Exercise details
Report each line of the data below that contains the word "plastic", copying the line in full.

Provided material
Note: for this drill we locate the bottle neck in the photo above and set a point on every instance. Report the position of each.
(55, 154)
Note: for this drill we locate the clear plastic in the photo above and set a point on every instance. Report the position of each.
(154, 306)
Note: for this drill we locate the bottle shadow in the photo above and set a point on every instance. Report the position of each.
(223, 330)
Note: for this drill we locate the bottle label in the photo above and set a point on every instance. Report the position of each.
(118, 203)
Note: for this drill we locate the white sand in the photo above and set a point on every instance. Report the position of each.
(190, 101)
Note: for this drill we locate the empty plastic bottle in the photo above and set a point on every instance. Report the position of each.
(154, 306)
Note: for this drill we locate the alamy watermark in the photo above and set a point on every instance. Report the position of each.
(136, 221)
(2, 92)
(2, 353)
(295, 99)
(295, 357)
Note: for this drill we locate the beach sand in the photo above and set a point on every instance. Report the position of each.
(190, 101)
---
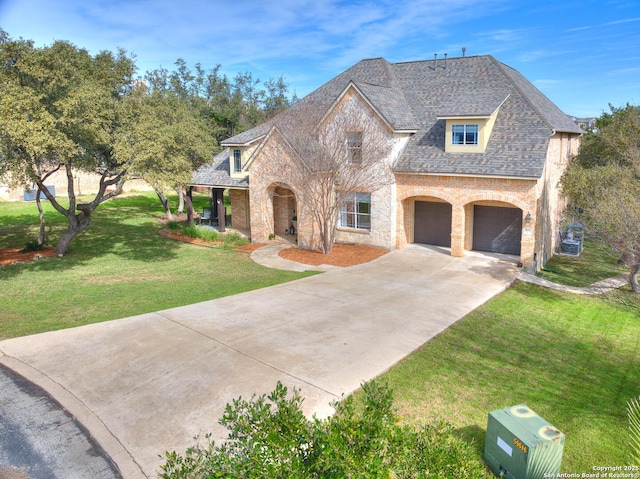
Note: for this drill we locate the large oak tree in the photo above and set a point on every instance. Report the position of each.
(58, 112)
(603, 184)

Task result
Note: for this drill we locate the clear plastic in the photo above and set a point on every instance. Report the position of each.
Note: for this drill we locate the empty plastic bottle in the photo above and set a point on every instance. Report the position of each.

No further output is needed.